Lecturas: Educación Física y Deportes, Vol. 23, Núm. 245, Oct. (2018)


 

Introdução

 

    O valor educativo e formativo das atividades náuticas é há muito reconhecido. Estas potencialidades são visíveis nos relatos das experiências de quem as vivenciou, como podemos ver nos exemplos que se seguem:

    “Durante oito meses, estaremos molhados, com frio, com calor, zangados, exaustos e desesperados para dormir de vez em quando, por isso, as nossas relações têm que ser muito fortes para aguentar tamanha pressão. Criámos um mix perfeito de velejadores estreantes e experientes. Estou muito contente com a equipa que construímos…” (Andrade, Dongfeng Race Team regressa à VOR com o objectivo de ganhar in Público, 18 de maio 2017, s/p).

 

    “J’ai simplement eu le sentiment d’avoir été privilégié, j’ai pris cela comme un cadeau.

• • • • • • •

> Objetivo declarado: Retorne, sem qualquer alteração, a passagem do texto sobre atividades náuticas que vai de "Lecturas: Educación Física" até "maio 2017, s/p).", inclusive.

> Trechos das entradas:
• • • • • • •

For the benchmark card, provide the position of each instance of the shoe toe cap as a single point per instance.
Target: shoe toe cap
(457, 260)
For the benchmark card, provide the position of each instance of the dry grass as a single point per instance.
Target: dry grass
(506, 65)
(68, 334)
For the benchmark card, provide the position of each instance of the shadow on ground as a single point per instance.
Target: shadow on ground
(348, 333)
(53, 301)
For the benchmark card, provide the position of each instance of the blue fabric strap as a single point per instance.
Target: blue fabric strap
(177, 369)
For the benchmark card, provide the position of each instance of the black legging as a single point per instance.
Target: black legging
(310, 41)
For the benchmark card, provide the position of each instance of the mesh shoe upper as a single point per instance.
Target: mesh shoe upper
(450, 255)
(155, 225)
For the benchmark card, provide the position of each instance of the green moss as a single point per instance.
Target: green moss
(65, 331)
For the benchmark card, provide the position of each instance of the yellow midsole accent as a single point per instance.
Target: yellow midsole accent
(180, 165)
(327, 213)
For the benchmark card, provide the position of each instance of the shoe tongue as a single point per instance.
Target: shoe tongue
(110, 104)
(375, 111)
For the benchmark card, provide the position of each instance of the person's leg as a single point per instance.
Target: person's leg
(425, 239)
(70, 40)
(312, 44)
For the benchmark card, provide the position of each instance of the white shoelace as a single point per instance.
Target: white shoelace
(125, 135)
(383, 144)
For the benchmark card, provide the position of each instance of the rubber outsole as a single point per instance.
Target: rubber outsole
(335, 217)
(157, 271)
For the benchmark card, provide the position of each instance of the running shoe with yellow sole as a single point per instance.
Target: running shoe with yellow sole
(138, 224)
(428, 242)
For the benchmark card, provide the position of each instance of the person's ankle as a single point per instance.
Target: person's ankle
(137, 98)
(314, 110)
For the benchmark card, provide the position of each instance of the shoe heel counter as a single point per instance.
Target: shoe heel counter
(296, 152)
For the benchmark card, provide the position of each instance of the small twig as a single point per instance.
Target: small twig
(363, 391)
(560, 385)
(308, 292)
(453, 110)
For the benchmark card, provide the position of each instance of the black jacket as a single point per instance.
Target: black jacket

• • • • • • •

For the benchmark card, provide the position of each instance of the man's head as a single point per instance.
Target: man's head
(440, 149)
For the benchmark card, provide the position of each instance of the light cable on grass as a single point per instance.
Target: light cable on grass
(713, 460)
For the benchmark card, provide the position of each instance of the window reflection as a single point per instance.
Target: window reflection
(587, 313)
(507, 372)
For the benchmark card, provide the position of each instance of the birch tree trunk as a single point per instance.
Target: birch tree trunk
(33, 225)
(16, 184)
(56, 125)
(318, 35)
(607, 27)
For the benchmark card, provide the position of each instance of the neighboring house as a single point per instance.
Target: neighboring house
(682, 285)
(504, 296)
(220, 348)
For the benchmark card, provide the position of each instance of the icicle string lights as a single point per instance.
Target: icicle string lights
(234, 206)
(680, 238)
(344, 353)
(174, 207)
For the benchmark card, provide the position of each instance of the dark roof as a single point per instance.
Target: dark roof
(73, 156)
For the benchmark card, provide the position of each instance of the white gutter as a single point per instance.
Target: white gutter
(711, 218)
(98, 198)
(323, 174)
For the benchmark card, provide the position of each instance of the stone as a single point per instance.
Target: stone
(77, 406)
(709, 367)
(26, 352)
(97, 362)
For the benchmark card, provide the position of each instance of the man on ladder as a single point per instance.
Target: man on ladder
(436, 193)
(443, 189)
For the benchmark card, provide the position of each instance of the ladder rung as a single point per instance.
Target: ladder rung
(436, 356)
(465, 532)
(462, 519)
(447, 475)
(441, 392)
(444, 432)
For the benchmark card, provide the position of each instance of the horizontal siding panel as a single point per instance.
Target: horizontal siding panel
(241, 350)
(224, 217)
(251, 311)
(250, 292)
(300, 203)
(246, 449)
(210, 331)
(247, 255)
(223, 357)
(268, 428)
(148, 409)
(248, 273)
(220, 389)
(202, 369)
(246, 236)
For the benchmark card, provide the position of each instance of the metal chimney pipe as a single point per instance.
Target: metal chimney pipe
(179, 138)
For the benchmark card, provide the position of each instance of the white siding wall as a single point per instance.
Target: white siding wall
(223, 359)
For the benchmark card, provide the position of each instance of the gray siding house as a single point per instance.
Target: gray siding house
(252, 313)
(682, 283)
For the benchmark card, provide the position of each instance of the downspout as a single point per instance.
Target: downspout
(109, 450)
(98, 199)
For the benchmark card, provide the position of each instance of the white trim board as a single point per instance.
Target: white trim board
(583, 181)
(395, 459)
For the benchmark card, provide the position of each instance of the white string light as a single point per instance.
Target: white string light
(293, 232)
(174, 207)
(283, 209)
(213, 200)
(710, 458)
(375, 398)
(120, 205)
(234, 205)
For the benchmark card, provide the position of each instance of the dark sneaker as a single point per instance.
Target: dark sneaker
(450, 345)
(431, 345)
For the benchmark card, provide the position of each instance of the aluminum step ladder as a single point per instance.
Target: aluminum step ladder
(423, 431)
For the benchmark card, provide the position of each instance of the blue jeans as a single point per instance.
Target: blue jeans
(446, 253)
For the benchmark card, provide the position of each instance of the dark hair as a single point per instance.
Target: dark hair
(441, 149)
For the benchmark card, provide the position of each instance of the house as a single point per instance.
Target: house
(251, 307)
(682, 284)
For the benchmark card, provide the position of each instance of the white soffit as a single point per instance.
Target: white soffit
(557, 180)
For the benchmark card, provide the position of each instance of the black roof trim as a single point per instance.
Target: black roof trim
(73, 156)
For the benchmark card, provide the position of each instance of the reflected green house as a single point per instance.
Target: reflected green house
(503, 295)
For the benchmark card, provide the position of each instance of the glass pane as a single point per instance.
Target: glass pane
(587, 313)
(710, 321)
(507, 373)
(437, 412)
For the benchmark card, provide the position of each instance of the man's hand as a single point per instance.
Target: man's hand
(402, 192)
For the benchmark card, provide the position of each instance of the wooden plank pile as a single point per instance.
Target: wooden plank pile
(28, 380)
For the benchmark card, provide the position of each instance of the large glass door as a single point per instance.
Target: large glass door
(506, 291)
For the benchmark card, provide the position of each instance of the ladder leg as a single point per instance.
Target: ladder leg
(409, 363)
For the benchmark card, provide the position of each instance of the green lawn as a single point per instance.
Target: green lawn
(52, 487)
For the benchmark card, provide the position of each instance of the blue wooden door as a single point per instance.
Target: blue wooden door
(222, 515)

• • • • • • •

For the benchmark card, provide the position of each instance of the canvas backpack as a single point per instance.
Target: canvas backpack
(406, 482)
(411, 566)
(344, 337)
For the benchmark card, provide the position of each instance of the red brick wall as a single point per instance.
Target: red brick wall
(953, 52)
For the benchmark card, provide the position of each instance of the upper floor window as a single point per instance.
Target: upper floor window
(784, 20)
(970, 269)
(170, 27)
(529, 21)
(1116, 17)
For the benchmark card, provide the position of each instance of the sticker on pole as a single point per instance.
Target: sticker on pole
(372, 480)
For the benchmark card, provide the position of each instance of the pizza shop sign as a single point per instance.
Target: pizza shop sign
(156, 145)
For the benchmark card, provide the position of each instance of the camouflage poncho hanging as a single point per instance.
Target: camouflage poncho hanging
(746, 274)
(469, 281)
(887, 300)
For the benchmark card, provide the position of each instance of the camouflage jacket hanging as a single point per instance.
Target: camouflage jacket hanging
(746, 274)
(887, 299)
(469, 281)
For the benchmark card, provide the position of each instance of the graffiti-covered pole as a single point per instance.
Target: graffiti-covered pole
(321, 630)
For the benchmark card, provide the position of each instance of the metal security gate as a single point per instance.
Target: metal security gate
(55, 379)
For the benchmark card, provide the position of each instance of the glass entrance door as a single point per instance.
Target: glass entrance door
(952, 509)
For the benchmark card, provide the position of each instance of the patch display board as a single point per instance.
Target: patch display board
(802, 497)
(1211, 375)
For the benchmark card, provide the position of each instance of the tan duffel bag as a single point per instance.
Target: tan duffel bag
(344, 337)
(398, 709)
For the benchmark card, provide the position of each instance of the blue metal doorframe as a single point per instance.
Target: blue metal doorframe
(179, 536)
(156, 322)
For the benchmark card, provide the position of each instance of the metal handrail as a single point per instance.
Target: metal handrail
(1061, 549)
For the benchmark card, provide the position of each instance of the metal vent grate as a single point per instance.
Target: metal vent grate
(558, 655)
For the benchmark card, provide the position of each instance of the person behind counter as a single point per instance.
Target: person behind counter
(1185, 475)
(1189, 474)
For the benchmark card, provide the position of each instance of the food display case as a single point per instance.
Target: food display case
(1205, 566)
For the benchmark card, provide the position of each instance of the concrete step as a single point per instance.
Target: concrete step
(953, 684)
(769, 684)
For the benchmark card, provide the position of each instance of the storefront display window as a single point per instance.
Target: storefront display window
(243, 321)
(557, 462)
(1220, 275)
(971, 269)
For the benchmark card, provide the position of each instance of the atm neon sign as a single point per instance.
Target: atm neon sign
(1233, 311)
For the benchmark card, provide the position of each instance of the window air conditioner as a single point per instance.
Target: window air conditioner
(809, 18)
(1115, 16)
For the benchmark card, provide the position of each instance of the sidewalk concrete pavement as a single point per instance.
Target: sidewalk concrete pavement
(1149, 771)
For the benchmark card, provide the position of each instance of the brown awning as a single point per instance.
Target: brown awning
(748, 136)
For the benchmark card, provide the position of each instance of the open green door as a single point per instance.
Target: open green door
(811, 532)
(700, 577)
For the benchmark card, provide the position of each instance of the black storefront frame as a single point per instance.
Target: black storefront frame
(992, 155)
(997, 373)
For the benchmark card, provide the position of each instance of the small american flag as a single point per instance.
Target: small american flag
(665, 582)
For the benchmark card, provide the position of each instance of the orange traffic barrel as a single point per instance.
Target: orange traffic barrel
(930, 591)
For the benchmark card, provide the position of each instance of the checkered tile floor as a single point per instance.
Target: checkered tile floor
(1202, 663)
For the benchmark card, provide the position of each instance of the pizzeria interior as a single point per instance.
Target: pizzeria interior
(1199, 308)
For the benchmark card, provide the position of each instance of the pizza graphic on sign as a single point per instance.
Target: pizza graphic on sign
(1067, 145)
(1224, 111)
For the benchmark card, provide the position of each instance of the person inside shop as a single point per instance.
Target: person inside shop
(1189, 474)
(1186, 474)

• • • • • • •

> Resposta:
Lecturas: Educación Física y Deportes, Vol. 23, Núm. 245, Oct. (2018)


 

Introdução

 

    O valor educativo e formativo das atividades náuticas é há muito reconhecido. Estas potencialidades são visíveis nos relatos das experiências de quem as vivenciou, como podemos ver nos exemplos que se seguem:

    “Durante oito meses, estaremos molhados, com frio, com calor, zangados, exaustos e desesperados para dormir de vez em quando, por isso, as nossas relações têm que ser muito fortes para aguentar tamanha pressão. Criámos um mix perfeito de velejadores estreantes e experientes. Estou muito contente com a equipa que construímos…” (Andrade, Dongfeng Race Team regressa à VOR com o objectivo de ganhar in Público, 18 de maio 2017, s/p).